[Start of section]

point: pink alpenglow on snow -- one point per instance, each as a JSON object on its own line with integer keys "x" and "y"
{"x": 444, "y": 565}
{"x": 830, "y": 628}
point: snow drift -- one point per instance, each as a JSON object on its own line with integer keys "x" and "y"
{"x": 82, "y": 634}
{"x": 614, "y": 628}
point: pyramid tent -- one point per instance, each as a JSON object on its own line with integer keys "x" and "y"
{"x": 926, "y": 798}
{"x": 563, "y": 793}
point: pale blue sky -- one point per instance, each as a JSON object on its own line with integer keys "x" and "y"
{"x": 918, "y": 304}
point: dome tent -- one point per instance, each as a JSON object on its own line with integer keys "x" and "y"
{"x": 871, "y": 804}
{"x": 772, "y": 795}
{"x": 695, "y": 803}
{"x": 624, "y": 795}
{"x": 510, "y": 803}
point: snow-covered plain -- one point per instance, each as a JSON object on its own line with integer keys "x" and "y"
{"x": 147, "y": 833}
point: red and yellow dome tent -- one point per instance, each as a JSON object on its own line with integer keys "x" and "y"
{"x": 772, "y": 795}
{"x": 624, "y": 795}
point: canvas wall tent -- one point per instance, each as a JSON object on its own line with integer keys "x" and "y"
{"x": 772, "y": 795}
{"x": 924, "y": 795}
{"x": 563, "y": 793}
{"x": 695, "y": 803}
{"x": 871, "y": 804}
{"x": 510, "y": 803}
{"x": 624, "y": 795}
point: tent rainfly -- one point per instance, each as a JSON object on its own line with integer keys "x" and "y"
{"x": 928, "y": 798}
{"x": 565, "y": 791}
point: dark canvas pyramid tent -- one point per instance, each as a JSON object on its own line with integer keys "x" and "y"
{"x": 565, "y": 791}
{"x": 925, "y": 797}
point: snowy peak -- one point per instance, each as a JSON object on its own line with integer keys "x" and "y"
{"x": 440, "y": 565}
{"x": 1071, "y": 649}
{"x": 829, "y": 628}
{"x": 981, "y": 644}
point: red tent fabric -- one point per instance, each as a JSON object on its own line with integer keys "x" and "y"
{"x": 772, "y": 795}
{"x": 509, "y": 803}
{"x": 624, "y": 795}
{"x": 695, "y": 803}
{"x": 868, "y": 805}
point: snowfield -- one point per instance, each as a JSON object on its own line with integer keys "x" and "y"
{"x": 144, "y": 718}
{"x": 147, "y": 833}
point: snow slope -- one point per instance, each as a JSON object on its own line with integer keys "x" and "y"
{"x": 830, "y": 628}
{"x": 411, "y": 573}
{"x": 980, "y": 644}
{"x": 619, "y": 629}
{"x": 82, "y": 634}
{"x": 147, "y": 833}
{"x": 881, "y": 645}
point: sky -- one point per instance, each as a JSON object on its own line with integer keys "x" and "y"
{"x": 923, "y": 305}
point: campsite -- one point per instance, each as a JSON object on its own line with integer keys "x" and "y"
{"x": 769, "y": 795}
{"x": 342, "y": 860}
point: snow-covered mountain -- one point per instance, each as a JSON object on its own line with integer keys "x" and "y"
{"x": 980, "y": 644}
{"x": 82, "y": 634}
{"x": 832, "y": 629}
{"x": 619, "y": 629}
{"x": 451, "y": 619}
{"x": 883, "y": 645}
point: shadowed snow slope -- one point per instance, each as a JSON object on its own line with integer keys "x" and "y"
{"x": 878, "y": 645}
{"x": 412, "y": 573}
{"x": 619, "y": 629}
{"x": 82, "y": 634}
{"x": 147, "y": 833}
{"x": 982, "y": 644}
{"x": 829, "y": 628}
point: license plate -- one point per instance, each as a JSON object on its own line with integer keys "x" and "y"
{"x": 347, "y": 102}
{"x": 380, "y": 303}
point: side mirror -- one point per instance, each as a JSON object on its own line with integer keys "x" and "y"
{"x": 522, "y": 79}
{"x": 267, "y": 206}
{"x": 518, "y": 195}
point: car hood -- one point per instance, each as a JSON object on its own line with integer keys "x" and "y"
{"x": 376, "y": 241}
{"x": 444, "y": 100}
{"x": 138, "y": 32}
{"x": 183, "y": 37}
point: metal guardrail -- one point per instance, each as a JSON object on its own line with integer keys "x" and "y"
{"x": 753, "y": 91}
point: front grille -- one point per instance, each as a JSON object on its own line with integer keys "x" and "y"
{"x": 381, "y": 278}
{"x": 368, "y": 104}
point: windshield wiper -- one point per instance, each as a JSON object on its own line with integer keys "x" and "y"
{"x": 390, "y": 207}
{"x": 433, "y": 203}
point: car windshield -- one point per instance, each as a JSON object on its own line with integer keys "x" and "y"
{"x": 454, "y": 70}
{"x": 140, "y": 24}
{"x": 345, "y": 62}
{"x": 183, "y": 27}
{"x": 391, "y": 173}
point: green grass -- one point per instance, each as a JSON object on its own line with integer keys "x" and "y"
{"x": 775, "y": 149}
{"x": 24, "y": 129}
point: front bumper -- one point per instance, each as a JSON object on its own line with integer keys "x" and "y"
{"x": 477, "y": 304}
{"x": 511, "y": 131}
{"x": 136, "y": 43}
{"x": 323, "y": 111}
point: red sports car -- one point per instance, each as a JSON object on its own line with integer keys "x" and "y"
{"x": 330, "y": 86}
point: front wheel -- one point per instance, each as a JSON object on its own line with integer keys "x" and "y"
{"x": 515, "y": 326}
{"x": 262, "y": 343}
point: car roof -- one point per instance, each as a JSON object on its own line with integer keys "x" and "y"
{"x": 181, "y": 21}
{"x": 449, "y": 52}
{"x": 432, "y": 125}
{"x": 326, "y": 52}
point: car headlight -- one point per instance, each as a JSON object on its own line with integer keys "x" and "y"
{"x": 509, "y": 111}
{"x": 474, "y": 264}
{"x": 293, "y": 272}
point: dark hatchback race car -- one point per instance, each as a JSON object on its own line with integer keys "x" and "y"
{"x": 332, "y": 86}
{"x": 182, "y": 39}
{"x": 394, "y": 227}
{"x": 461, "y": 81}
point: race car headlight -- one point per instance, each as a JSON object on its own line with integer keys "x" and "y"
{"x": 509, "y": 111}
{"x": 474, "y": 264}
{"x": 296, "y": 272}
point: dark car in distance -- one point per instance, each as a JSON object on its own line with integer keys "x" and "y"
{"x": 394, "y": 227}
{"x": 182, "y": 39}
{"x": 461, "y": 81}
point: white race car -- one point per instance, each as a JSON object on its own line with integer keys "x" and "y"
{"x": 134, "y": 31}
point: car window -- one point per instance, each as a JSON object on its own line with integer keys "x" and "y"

[End of section]

§ **TASK ITEM**: Repeat the full set of records exactly.

§ **EXERCISE RESULT**:
point: pink alpenglow on snow -- one point per instance, each as a JSON object on its own line with integer keys "x" and "y"
{"x": 444, "y": 565}
{"x": 830, "y": 628}
point: snow drift -- one point per instance, each as a JSON object on its own line with integer keys "x" and "y"
{"x": 82, "y": 634}
{"x": 614, "y": 628}
point: pyramid tent -- one point per instance, each as a JSON object on its own line with integer keys "x" and "y"
{"x": 926, "y": 798}
{"x": 563, "y": 793}
point: pale blue sky -- one point per instance, each as a JSON object on its own line with integer keys "x" and "y"
{"x": 918, "y": 304}
point: dome tent -- one point per instance, each as a JSON object on its own line with integer keys "x" and "y"
{"x": 871, "y": 804}
{"x": 772, "y": 795}
{"x": 695, "y": 803}
{"x": 624, "y": 795}
{"x": 510, "y": 803}
point: snow-covered plain -- one point per instance, each as a JSON object on its own line with integer keys "x" and "y"
{"x": 147, "y": 833}
point: red and yellow dome tent -- one point per instance, each as a JSON object on its own line with integer keys "x" and "y"
{"x": 772, "y": 795}
{"x": 624, "y": 795}
point: canvas wall tent -- one point per instance, each as a JSON object on its own line with integer keys "x" and "y"
{"x": 772, "y": 795}
{"x": 924, "y": 795}
{"x": 563, "y": 793}
{"x": 695, "y": 803}
{"x": 871, "y": 804}
{"x": 510, "y": 803}
{"x": 624, "y": 795}
point: tent rainfly -- one point per instance, each as a JSON object on its own line with integer keys "x" and "y"
{"x": 928, "y": 798}
{"x": 565, "y": 791}
point: dark canvas pyramid tent -- one point per instance, each as a JSON object on its own line with integer keys "x" and "y"
{"x": 565, "y": 791}
{"x": 925, "y": 797}
point: snowy peak -- one point per instance, each as a JSON object on its own line with integer keys "x" and "y"
{"x": 440, "y": 565}
{"x": 1071, "y": 649}
{"x": 829, "y": 628}
{"x": 981, "y": 644}
point: red tent fabric -- one point per instance, each as a JSON object on its own line with integer keys "x" and "y"
{"x": 772, "y": 795}
{"x": 509, "y": 803}
{"x": 624, "y": 795}
{"x": 695, "y": 803}
{"x": 868, "y": 805}
point: snowfield -- one point per instance, each as a JSON object on its own line with integer keys "x" and "y"
{"x": 144, "y": 718}
{"x": 147, "y": 833}
point: snow slope -- one point per instance, each as a JSON object on its own line with integer keys "x" and "y"
{"x": 830, "y": 628}
{"x": 411, "y": 573}
{"x": 980, "y": 644}
{"x": 619, "y": 629}
{"x": 82, "y": 634}
{"x": 147, "y": 833}
{"x": 881, "y": 645}
point: sky -- one point per instance, each as a JSON object on its own line with integer keys "x" and "y"
{"x": 923, "y": 305}
point: campsite -- one point per instance, each as a JSON object on its own line with integer keys "x" and "y"
{"x": 769, "y": 795}
{"x": 342, "y": 860}
point: snow-covered mountain -- one point per instance, each as a JSON object on its own line with integer keys "x" and "y"
{"x": 980, "y": 644}
{"x": 82, "y": 634}
{"x": 832, "y": 629}
{"x": 619, "y": 629}
{"x": 451, "y": 619}
{"x": 883, "y": 645}
point: shadowed snow slope -- one point per instance, each as a JSON object on its own line with integer keys "x" and "y"
{"x": 878, "y": 645}
{"x": 412, "y": 573}
{"x": 619, "y": 629}
{"x": 82, "y": 634}
{"x": 147, "y": 833}
{"x": 982, "y": 644}
{"x": 829, "y": 628}
point: license plate -- one point per instance, each as a JSON object on its own line with integer keys "x" and "y"
{"x": 347, "y": 102}
{"x": 380, "y": 303}
point: side mirror -- one point per instance, each as a JSON object on its own line with integer keys "x" and "y"
{"x": 522, "y": 79}
{"x": 267, "y": 206}
{"x": 518, "y": 195}
point: car hood -- one point per instance, each as a JSON object on its own line with integer keys "x" and "y"
{"x": 376, "y": 241}
{"x": 444, "y": 100}
{"x": 138, "y": 32}
{"x": 183, "y": 37}
point: metal guardrail -- one point per instance, each as a JSON object on its own line with integer keys "x" and "y"
{"x": 753, "y": 91}
point: front grille -- one point per instance, each as a JSON object on its own line with integer keys "x" and "y"
{"x": 381, "y": 278}
{"x": 368, "y": 104}
point: windshield wiper -- one point per instance, each as a JSON object on its own line with integer keys "x" and "y"
{"x": 390, "y": 207}
{"x": 433, "y": 203}
point: car windshield -- one point per instance, each as a JSON object on its own line with integer keys "x" and "y"
{"x": 454, "y": 70}
{"x": 140, "y": 24}
{"x": 345, "y": 62}
{"x": 183, "y": 27}
{"x": 391, "y": 173}
point: green grass -- one point per instance, each as a JSON object on its own line with integer keys "x" and "y"
{"x": 775, "y": 149}
{"x": 24, "y": 129}
point: front bumper -- one point per instance, each as a JSON object on its own line with integer keys "x" and "y"
{"x": 477, "y": 304}
{"x": 511, "y": 131}
{"x": 136, "y": 43}
{"x": 323, "y": 111}
point: red sports car -- one point per instance, each as a JSON object on its own line with integer keys "x" and "y"
{"x": 330, "y": 86}
point: front wheel -- one point per instance, each as a JSON object on its own line with integer keys "x" and "y"
{"x": 515, "y": 326}
{"x": 262, "y": 343}
point: car roof -- one point per instance, each as a JSON object on its own line with integer keys "x" and "y"
{"x": 181, "y": 21}
{"x": 449, "y": 52}
{"x": 432, "y": 125}
{"x": 326, "y": 52}
point: car headlight -- one point per instance, each as a JSON object on its own line with integer keys "x" and "y"
{"x": 509, "y": 111}
{"x": 474, "y": 264}
{"x": 293, "y": 272}
point: dark hatchback race car -- one point per instance, each as a JSON object on its own line with integer keys "x" and "y"
{"x": 332, "y": 86}
{"x": 182, "y": 39}
{"x": 394, "y": 227}
{"x": 461, "y": 81}
point: race car headlight -- one point per instance, each as a JSON object on its own line with integer keys "x" and "y"
{"x": 509, "y": 111}
{"x": 474, "y": 264}
{"x": 296, "y": 272}
point: dark car in distance -- one point per instance, each as a JSON object on its own line with integer keys "x" and "y"
{"x": 394, "y": 227}
{"x": 182, "y": 39}
{"x": 461, "y": 81}
point: white race car -- one point per instance, each as a JSON object on its own line with integer keys "x" and "y"
{"x": 134, "y": 31}
point: car window -- one point per instance, each as a JSON object on its own line with integer keys "x" and "y"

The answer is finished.